Desde que Luis Mateo Díez creó el territorio de Celama, con sus peculiares poblaciones, numerosos habitantes y sorprendentes tramas, ha perseverado en construir un sólido espacio físico humano, paralelo a este que nos rodea y vigorosamente convincente, mostrando con ello no solo su gran capacidad literaria, sino cómo desde la ficción, con escenarios inventados y conductas imaginarias, pueden crearse modelos capaces de iluminar y hasta de descifrar la inescrutable realidad de cada día.
Vicisitudes transcurre en otro territorio cercano a Celama, en el que se encuentran las que el autor denomina “Ciudades de Sombra”, numerosas poblaciones —Alcidia, Armenta, Balbar, Borela, Borenes, Buril, Celesta, Doza, Mentra, Oresta, Ormeda…— donde habitan personajes que viven con empecinamiento sus singulares existencias.
El libro se compone de 85 fragmentos, todos ellos independientes entre sí, pero marcados no solo por la cercanía estética y telúrica de los espacios de sus tramas, sino por la atmósfera moral y dramática que los enlaza vigorosamente. Dividido en tres partes —El círculo de las ensoñaciones, Estación de supervivientes y Las vidas ajenas”—, cuyos títulos definen de forma bastante precisa cierto sentido genérico de los textos que las componen, los sucesivos y autosuficientes fragmentos de la obra, todos ellos cargados de movimiento desde diferentes composiciones narrativas, construyen un mundo abigarrado e intenso de conductas humanas.

* [OBJETIVO DEL EJERCICIO]
Transcribe tal cual, del texto sobre Vicisitudes, el pasaje que se abre con las palabras que contienen "Desde que Luis" y se cierra con "de cada día.".

* [DATOS DE ORIGEN]
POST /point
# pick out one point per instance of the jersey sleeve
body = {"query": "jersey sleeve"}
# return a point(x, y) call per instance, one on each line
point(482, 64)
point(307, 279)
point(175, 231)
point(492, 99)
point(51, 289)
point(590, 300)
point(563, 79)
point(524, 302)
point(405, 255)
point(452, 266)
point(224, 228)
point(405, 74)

* [RESPUESTA A CONTINUACIÓN]
Desde que Luis Mateo Díez creó el territorio de Celama, con sus peculiares poblaciones, numerosos habitantes y sorprendentes tramas, ha perseverado en construir un sólido espacio físico humano, paralelo a este que nos rodea y vigorosamente convincente, mostrando con ello no solo su gran capacidad literaria, sino cómo desde la ficción, con escenarios inventados y conductas imaginarias, pueden crearse modelos capaces de iluminar y hasta de descifrar la inescrutable realidad de cada día.